Posted by: Andrew | May 1, 2008

We are the media

Google skipper Eric Schmidt clearly hits a pressure point when he says that social networks need to be more open – in terms of the portability of applications and their exposure to search. I for one am sick of people burning sites like Facebook at the stake over privacy concerns – if you choose to live your life online (as Schmidt eloquently puts it), then how can you justify throwing a fit over access to your personal information? The Web was designed for open communication. When it’s open, people and companies benefit (cases in point: Firefox, Jonathan Schwartz’s Sun Microsystems blog, indie rock artists, anyone looking to score tickets on StubHub). When it’s walled, the Web loses its potential as a social connective tissue. It’s counterintuitive and a step backward for everyone.

But isn’t everyone entitled to at least some modicum of privacy? I can’t claim that my Facebook profile is open for the world to see, or that I don’t keep my photo albums invisible to strangers. Sometimes I enjoy hanging out with my friends at a quiet lounge in a private booth, rather than at a sprawling club shoulder-to-shoulder with a thousand strangers. Isn’t that my right?

I think the rub is that more and more, we are the media we’re consuming. Sure, we still love watching “The Office” on Hulu, but we also love interacting with our friends, watching consumer videos, networking with people who share our interests. So naturally, why not make our data and apps more widely available, since in doing so we can exponentially increase our ability to connect with friends and create/access content that’s most relevant to us and our social graph? Sure, we still have the right to mark certain data as private, and I think this is where Schmidt misses the mark, since clearly no one lives his life entirely online. We’re caught somewhere in the middle of offline and online existence, and we’ll always live on a spectrum between these two extremes.
____
▶ _Written task A_: Report how many lines of the entries contain the word "find". Give only the number.
____
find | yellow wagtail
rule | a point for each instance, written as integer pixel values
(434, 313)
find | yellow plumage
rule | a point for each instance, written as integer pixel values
____
▶ _Written task B_:
Answer these questions about the post on open social networks:
(i) Who does the post call the Google skipper?
(ii) Where does the writer sometimes enjoy hanging out with friends instead of a sprawling club?
(iii) Which show does the post mention watching on Hulu?

▶ _Worked answer A_: 2

▶ _Worked answer B_:
(i) Eric Schmidt
(ii) At a quiet lounge in a private booth
(iii) "The Office"